▶ _PROBLEM TO SOLVE_: Output each entry exactly; skip nothing.

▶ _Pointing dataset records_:
/---

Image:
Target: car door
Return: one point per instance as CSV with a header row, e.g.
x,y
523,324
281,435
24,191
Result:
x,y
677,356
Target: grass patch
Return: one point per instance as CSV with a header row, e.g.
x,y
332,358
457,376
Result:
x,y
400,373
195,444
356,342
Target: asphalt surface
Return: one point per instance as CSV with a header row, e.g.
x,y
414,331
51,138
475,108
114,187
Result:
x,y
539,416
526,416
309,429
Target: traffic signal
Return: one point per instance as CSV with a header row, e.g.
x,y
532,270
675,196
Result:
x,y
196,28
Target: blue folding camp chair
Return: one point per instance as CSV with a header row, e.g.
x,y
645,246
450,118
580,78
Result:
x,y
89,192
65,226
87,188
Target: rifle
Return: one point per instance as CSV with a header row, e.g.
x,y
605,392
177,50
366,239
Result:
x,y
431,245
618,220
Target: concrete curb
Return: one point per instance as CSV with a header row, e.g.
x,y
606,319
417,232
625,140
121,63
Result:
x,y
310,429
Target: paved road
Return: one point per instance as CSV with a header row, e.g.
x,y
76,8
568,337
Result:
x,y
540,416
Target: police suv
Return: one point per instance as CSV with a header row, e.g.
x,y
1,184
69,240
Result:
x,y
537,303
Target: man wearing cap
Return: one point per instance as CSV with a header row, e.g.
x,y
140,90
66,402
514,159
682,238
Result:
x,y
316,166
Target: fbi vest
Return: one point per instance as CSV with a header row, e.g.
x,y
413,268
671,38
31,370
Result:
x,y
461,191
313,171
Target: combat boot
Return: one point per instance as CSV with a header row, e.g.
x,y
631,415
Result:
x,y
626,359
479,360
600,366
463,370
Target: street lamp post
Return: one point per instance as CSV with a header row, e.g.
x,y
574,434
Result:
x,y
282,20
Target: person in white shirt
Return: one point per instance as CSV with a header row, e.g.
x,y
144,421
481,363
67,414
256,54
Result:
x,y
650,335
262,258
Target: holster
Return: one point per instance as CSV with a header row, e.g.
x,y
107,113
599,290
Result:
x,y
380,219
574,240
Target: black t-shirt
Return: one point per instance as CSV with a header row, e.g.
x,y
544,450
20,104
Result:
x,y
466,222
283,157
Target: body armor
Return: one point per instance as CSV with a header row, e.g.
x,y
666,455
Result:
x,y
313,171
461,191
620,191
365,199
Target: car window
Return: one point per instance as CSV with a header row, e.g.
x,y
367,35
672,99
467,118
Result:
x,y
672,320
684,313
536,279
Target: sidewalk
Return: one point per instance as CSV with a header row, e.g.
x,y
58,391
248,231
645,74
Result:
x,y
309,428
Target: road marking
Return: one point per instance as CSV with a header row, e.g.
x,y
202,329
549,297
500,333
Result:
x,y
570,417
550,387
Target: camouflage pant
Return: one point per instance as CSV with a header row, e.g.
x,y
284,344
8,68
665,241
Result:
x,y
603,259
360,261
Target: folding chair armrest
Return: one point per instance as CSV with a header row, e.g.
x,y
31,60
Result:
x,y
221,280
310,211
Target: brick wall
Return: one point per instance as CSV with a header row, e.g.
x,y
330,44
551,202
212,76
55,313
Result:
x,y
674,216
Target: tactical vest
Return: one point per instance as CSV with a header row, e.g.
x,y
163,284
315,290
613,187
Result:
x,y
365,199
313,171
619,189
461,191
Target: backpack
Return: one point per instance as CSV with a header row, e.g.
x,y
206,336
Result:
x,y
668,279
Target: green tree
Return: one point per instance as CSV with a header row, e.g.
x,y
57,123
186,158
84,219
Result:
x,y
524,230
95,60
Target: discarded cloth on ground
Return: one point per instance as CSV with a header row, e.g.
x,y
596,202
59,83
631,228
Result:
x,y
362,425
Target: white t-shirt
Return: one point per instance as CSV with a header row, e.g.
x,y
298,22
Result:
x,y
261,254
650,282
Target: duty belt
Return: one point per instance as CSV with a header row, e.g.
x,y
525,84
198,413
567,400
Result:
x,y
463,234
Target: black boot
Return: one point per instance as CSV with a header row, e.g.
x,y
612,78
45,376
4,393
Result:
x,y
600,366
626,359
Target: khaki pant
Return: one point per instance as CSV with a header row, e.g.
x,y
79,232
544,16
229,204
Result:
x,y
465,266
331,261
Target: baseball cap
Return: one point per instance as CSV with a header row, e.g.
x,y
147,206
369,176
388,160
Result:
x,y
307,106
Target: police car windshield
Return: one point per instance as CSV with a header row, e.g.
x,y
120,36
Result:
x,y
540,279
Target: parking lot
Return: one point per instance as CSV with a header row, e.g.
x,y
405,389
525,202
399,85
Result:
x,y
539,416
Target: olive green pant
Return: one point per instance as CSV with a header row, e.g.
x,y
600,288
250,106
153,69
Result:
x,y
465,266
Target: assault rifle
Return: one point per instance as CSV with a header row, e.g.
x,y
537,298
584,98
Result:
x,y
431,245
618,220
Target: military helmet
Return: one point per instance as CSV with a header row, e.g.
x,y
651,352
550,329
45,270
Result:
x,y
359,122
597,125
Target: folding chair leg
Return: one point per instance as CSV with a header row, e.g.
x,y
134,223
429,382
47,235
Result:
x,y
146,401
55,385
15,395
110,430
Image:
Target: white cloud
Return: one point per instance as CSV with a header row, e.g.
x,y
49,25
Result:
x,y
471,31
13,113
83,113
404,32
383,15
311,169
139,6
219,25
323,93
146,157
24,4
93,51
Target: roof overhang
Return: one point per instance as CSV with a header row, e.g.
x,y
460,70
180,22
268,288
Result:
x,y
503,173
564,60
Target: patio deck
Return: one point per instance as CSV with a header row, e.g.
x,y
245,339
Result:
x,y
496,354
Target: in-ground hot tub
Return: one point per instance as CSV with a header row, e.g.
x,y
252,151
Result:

\---

▶ _RESULT_:
Image:
Target: car door
Return: one point per instance as CSV with a header row, e.g.
x,y
523,324
281,435
24,191
Result:
x,y
677,356
Target: grass patch
Return: one point per instance as CSV with a header row, e.g.
x,y
332,358
457,376
Result:
x,y
400,373
195,444
356,342
Target: asphalt surface
Return: one point per instance as CSV with a header row, e.g.
x,y
414,331
51,138
475,108
114,187
Result:
x,y
539,416
526,416
309,429
Target: traffic signal
Return: one point per instance as CSV with a header row, e.g.
x,y
532,270
675,196
Result:
x,y
196,28
Target: blue folding camp chair
Return: one point per instance as CSV with a header row, e.g.
x,y
645,246
450,118
580,78
Result:
x,y
89,192
65,226
87,188
Target: rifle
Return: one point per instance as CSV with a header row, e.g.
x,y
605,392
177,50
366,239
Result:
x,y
431,245
618,220
Target: concrete curb
Return: one point per instance as CSV with a header row, e.g.
x,y
606,319
417,232
625,140
121,63
Result:
x,y
310,429
Target: paved road
Return: one point per instance as CSV with a header row, e.g.
x,y
76,8
568,337
Result:
x,y
540,416
Target: police suv
Return: one point per instance as CSV with a header row, e.g.
x,y
1,184
69,240
Result:
x,y
537,303
Target: man wearing cap
Return: one point per instance as CSV with a header row, e.g.
x,y
140,90
66,402
514,159
682,238
Result:
x,y
316,166
Target: fbi vest
Return: one point per instance as CSV with a header row, e.g.
x,y
413,268
671,38
31,370
Result:
x,y
461,191
313,171
Target: combat boot
Return: one point per instance as CSV with a header row, e.g.
x,y
631,415
Result:
x,y
626,359
479,360
600,366
463,370
Target: street lamp post
Return: one point per instance as CSV with a header row, e.g.
x,y
574,434
Result:
x,y
282,20
Target: person in white shirt
Return: one point per instance as CSV with a header row, e.g.
x,y
144,421
481,363
67,414
256,54
Result:
x,y
650,335
262,258
Target: holster
Return: one point per instance as CSV with a header row, e.g.
x,y
107,113
599,290
Result:
x,y
380,219
574,240
Target: black t-shirt
Return: one point per instance as CSV with a header row, e.g.
x,y
544,450
20,104
Result:
x,y
466,222
283,157
Target: body armor
Return: one point per instance as CSV with a header row, e.g.
x,y
666,455
Result:
x,y
313,171
461,191
620,191
365,199
Target: car window
Return: one point per instance as CSV with a header row, e.g.
x,y
367,35
672,99
467,118
Result:
x,y
672,320
684,313
536,279
Target: sidewalk
Return: one point per instance as CSV with a header row, e.g.
x,y
58,391
248,231
645,74
Result:
x,y
309,428
Target: road marking
Return: one point per instance as CSV with a header row, e.g.
x,y
202,329
549,297
500,333
Result:
x,y
570,417
550,387
Target: camouflage pant
Return: one point per instance as CSV with a header row, e.g.
x,y
284,344
8,68
665,241
Result:
x,y
603,259
360,261
Target: folding chair armrest
Return: one point per instance as CSV with a header row, e.g.
x,y
31,60
Result:
x,y
221,280
310,211
Target: brick wall
Return: one point per instance as CSV with a header row, e.g.
x,y
330,44
551,202
212,76
55,313
Result:
x,y
674,216
Target: tactical vest
Return: one point per instance as CSV with a header row, e.g.
x,y
163,284
315,290
613,187
Result:
x,y
365,199
313,171
619,189
461,191
Target: backpack
Return: one point per instance as CSV with a header row, e.g.
x,y
206,336
Result:
x,y
668,279
Target: green tree
Return: one point per instance as CSV with a header row, e.g.
x,y
57,123
186,158
84,219
Result:
x,y
524,230
95,60
Target: discarded cloth on ground
Return: one point per instance as CSV with a header row, e.g.
x,y
596,202
59,83
631,228
Result:
x,y
362,425
Target: white t-shirt
Return: one point per instance as CSV with a header row, e.g.
x,y
298,22
Result:
x,y
261,254
650,282
Target: duty belt
Return: one point per instance as CSV with a header row, e.g.
x,y
525,84
198,413
567,400
Result:
x,y
463,234
Target: black boot
Return: one point per instance as CSV with a header row, e.g.
x,y
612,78
45,376
4,393
Result:
x,y
600,366
626,359
Target: khaki pant
Return: one point per instance as CSV with a header row, e.g.
x,y
79,232
544,16
229,204
Result:
x,y
465,266
331,261
Target: baseball cap
Return: one point per instance as CSV with a header row, e.g.
x,y
147,206
369,176
388,160
Result:
x,y
307,106
Target: police car windshield
Return: one point per instance as CSV with a header row, e.g.
x,y
120,36
Result:
x,y
540,279
Target: parking lot
Return: one point per instance as CSV with a header row, e.g.
x,y
405,389
525,202
399,85
Result:
x,y
539,416
Target: olive green pant
Return: one point per instance as CSV with a header row, e.g.
x,y
600,288
250,106
153,69
Result:
x,y
465,266
Target: assault rifle
Return: one point per instance as CSV with a header row, e.g.
x,y
537,298
584,98
Result:
x,y
431,245
618,220
Target: military helmet
Return: one point per instance as CSV with a header row, e.g.
x,y
651,352
550,329
45,270
Result:
x,y
359,122
597,125
Target: folding chair leg
Return: one point per instance as CSV with a header row, e.g.
x,y
134,223
429,382
47,235
Result:
x,y
146,401
55,385
15,395
110,430
Image:
Target: white cloud
Return: one point per instance as CSV with a header row, e.g.
x,y
49,25
Result:
x,y
471,31
13,113
83,113
404,32
383,15
311,169
139,6
219,25
323,93
146,157
24,4
93,51
Target: roof overhang
Return: one point per instance as CSV with a header row, e.g.
x,y
460,70
180,22
268,288
Result:
x,y
503,173
564,60
Target: patio deck
Return: one point per instance as CSV with a header row, e.g.
x,y
245,339
Result:
x,y
496,354
Target: in-ground hot tub
Return: one point per instance as CSV with a header row, e.g.
x,y
252,151
Result:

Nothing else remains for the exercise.